DOCUMENT »

>> Begin

PALMER, JOHN (1742–1818), projector of mail-coaches, born at Bath in 1742, was the son of John Palmer, a prosperous brewer and tallow-chandler, and a member of an old Bath family. His mother, Jane, was one of the Longs of Wraxall Manor, Wiltshire [see Long, Sir James], and she and her husband are commemorated on a tablet in the chancel of Weston Church, Bath. John Palmer the elder died on 18 April 1788, aged 68, and Jane Palmer on 4 Jan. 1783, also aged 68. Young Palmer was educated at first privately at Colerne, and afterwards at Marlborough grammar school. His father designed him for the church, but, although he preferred the army, he was ultimately placed in the counting-house of the brewery. He kept up his spirits by hunting with a pack of hounds which belonged to a clerical relative; at the end of a year's hard work, however, his career as a brewer was terminated by incipient consumption, and he was compelled to leave Bath.

>> End

DATA EXTRACT »
>> Begin

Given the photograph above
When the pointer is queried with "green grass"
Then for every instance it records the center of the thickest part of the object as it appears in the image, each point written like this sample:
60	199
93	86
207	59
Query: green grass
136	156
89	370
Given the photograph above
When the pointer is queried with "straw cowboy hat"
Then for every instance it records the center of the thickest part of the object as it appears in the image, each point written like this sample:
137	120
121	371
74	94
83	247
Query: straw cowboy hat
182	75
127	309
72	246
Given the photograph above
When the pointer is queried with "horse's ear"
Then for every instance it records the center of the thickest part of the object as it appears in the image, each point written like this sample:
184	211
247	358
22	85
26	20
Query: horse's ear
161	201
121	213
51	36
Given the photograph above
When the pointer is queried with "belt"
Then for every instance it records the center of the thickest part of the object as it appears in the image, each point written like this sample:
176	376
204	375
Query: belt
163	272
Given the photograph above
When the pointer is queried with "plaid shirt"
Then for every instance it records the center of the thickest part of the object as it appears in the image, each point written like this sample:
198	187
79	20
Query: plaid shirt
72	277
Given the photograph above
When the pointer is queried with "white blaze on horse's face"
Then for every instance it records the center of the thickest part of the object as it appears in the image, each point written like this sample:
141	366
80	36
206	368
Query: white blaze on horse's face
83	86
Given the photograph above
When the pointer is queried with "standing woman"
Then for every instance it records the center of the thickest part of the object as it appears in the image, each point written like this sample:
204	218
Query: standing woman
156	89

>> End

PROBLEM DESCRIPTION »
Answer these from the entry on John Palmer above:
(a) Which family was his mother, Jane, one of?
(b) At which grammar school was he educated?
(c) What ended his career as a brewer?

SOLUTION TO THE EXERCISE »
(a) The Longs of Wraxall Manor, Wiltshire.
(b) Marlborough grammar school.
(c) Incipient consumption.